» **Work instructions**: In your copy, repeat each record exactly and include no pictures.

» **Information provided**:
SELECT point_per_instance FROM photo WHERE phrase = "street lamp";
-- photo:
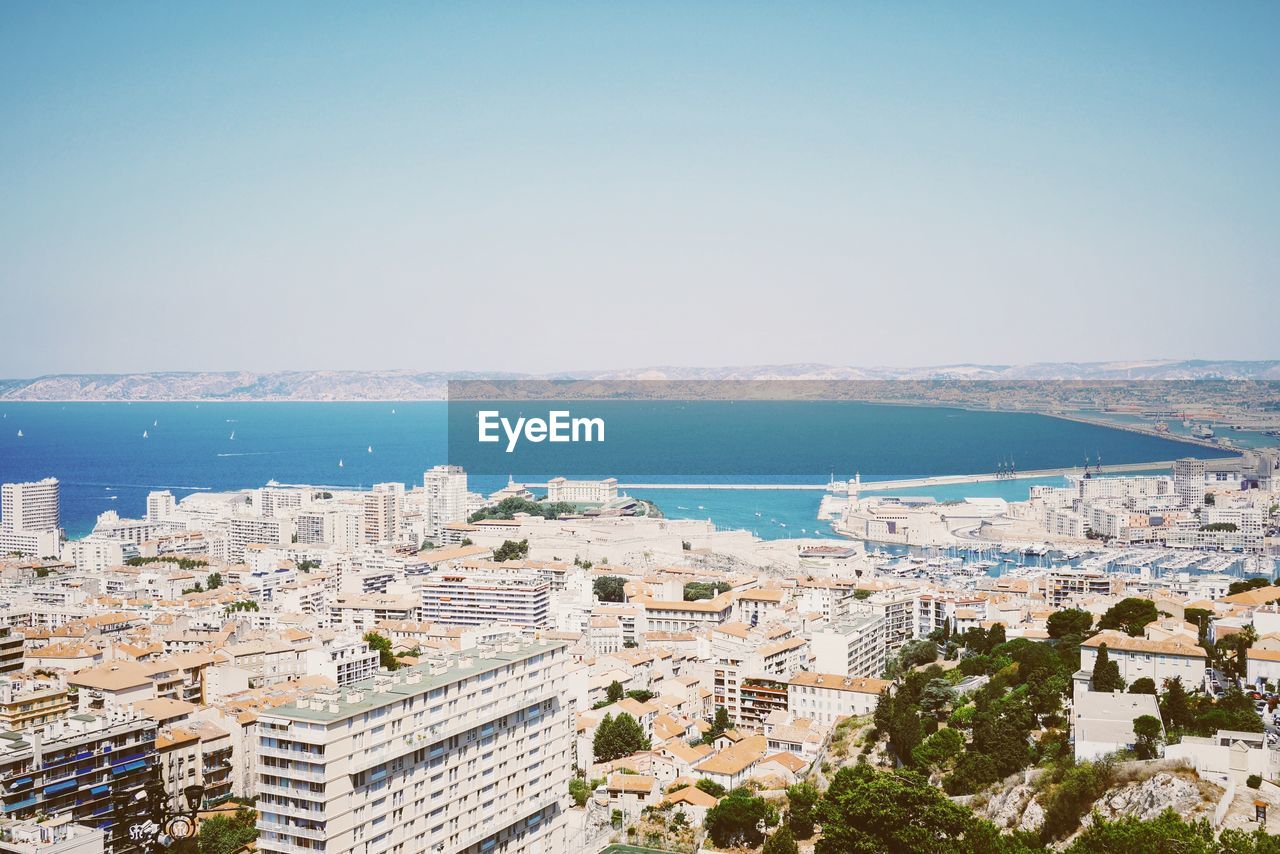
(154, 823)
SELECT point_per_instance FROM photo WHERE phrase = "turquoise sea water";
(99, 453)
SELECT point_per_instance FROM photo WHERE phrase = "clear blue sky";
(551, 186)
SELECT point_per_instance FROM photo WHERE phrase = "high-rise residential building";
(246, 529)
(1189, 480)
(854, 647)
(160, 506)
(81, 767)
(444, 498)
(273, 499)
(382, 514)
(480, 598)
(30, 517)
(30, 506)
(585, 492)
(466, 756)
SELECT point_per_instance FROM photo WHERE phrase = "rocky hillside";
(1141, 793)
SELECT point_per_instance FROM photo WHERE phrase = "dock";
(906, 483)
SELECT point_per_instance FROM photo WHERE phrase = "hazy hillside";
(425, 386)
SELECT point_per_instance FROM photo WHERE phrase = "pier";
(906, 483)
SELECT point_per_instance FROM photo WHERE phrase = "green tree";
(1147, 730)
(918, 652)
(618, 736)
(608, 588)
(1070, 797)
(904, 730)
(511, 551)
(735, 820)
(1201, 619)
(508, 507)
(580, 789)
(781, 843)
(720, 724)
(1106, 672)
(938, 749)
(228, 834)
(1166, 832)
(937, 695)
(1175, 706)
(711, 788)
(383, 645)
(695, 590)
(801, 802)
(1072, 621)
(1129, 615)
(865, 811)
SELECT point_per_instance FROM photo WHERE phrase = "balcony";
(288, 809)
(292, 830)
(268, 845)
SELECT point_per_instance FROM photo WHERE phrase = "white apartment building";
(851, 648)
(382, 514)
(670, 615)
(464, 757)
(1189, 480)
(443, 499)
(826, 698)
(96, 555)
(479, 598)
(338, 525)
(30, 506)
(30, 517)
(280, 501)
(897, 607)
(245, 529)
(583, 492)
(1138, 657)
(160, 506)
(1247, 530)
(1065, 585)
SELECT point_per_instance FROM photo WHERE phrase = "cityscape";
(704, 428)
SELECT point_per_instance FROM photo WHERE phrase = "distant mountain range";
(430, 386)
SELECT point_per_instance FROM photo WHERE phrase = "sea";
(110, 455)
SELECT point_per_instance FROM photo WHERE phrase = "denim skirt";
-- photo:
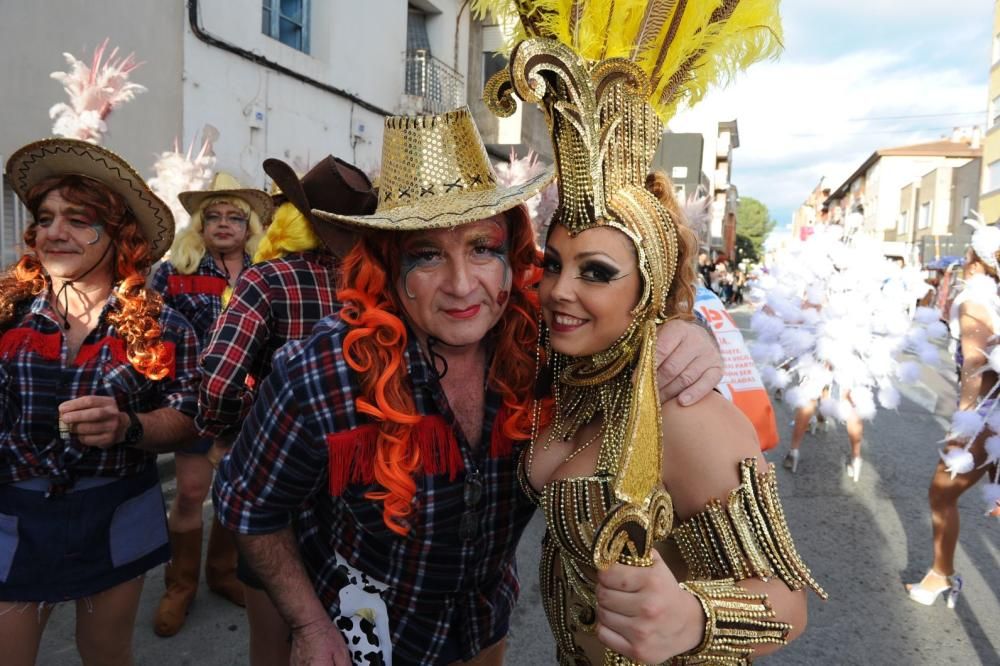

» **Answer space**:
SELECT point_per_instance FROM photo WHERE phrase = "street lamp";
-- photo:
(154, 823)
SELECT point_per_instance FROM photo WHERE phrase = "turquoise sea water";
(99, 453)
SELECT point_per_instance FROM photo WHERE phrase = "clear blue sky";
(551, 186)
SELECT point_per_instance FROM photo WHERE phrase = "high-rise residential building";
(246, 529)
(1189, 480)
(854, 647)
(160, 506)
(81, 767)
(444, 498)
(273, 499)
(382, 514)
(480, 598)
(30, 517)
(30, 506)
(585, 492)
(466, 756)
SELECT point_per_instance FROM photo WHERE phrase = "rocky hillside";
(1141, 793)
SELECT point_per_instance FROM photo WHERE phrase = "dock";
(906, 483)
SELECT point_per_instance FROM photo WHERE phrase = "hazy hillside";
(425, 386)
SELECT point_per_instance FROM photo WHERE phrase = "pier";
(906, 483)
SELECT point_per_instance FROM photo WHERE phrase = "green tree";
(1147, 730)
(918, 652)
(618, 736)
(608, 588)
(1070, 797)
(904, 730)
(511, 551)
(735, 820)
(1201, 619)
(508, 507)
(580, 789)
(781, 843)
(720, 724)
(1106, 672)
(938, 749)
(228, 834)
(1166, 832)
(937, 695)
(1175, 706)
(711, 788)
(383, 645)
(695, 590)
(801, 802)
(1072, 621)
(1129, 615)
(865, 811)
SELECT point_per_instance FROM photo WHERE phrase = "balcony";
(288, 809)
(292, 830)
(268, 845)
SELECT point_per_instance FROM photo WHERE phrase = "white apartment building";
(851, 648)
(382, 514)
(670, 615)
(464, 757)
(1189, 480)
(443, 499)
(826, 698)
(96, 555)
(479, 598)
(338, 525)
(30, 506)
(30, 517)
(280, 501)
(897, 607)
(245, 529)
(583, 492)
(1138, 657)
(160, 506)
(1247, 530)
(1065, 585)
SELECT point_per_instance FROM photo WHERE phrase = "cityscape";
(704, 428)
SELECT point_per_instance FROM photo WHERE phrase = "distant mountain range";
(430, 386)
SELECT point_per_instance FROM photo WHERE phrase = "sea";
(110, 455)
SELECT point_per_instance FROM photo WHERE phrase = "denim skirt";
-- photo:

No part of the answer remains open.